> [REQUIRED WORK]: Write what comes next in the forum thread on the commutator of Christoffel symbols, starting right after its final sentence.
— begin PASSAGE GIVEN —
The two matrix indices are a and c, not b and c, and treating them as a matrix is the definition of connection. You are doing rhetoric now, not honest science. I will delete my comment above yours. –  Ron Maimon Oct 25 '12 at 12:58
    
At any rate, your answer is wrong and my answer is right. –  Luboš Motl Oct 25 '12 at 21:07
    
yes, in the technical sense that I interpreted "commutator of connection coefficients" in a non-vacuous way. You were right about the OP's confusion, so +1. That's more rhetoric by the way, since we all agree on what happened. By the way, Lubos, you might be interested in Thomas Gold's book "The Deep Hot Biosphere", which makes the case (completely persuasively IMO) that we will never run out of oil, since oil is abiogenic and produced deep inside the Earth. While, unlike you, I believe in global warming and think this is a bad thing, it is still good science by Gold. –  Ron Maimon Oct 25 '12 at 23:21

No they don't commute in this sense, except you screwed up the commutator. It should be

$$\Gamma^{e}_{db}\Gamma^c_{ea} - \Gamma^c_{eb}\Gamma^{e}_{da}$$

Which is

$$ \Gamma_b \Gamma_a - \Gamma_a \Gamma_b $$

in a matrix form, where I have taken one upper and one lower index and suppressed them in the Christoffel symbol (which lower index doesn't matter, becuase of the symmetry on the lower indices). This has the interpretation I give below.
— end PASSAGE GIVEN —
— begin SUPPLIED INFORMATION —
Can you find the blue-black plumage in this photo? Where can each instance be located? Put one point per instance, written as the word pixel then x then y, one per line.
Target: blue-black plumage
— end SUPPLIED INFORMATION —
> [THE RESPONSE]:
The Christoffel symbols are the coordinate form of the infinitesimal rotations associated with parallel transporting a vector a ways along a short distance. If all the frames were orthonormal, the parallel transport would be SO rotations, and the infinitesimal form would be a bunch of stuff in the Lie Algebra of SO, and these are antisymmetric matrices (or the upper index representation of antisymmetric forms for the Lorentzian case). Their commutators tell you when the rotations corresponding to moving in a certain direction is noncommutative with the rotation corresponding to moving in another direction.

For a coordinate basis for the tangent space, the basis vectors are not orthonormal, so the connection coefficients don't obey the Lie algebra conditions, but they still stay noncommutative. You can easily verify this in a generic example by direct computation, but it is also obvious from those cases where you happen to choose coordinates where the coordinate basis is orthogonal, like spherical coordinates, and think about the different coordinate rotations associated with parallel transport in different infinitesimal directions.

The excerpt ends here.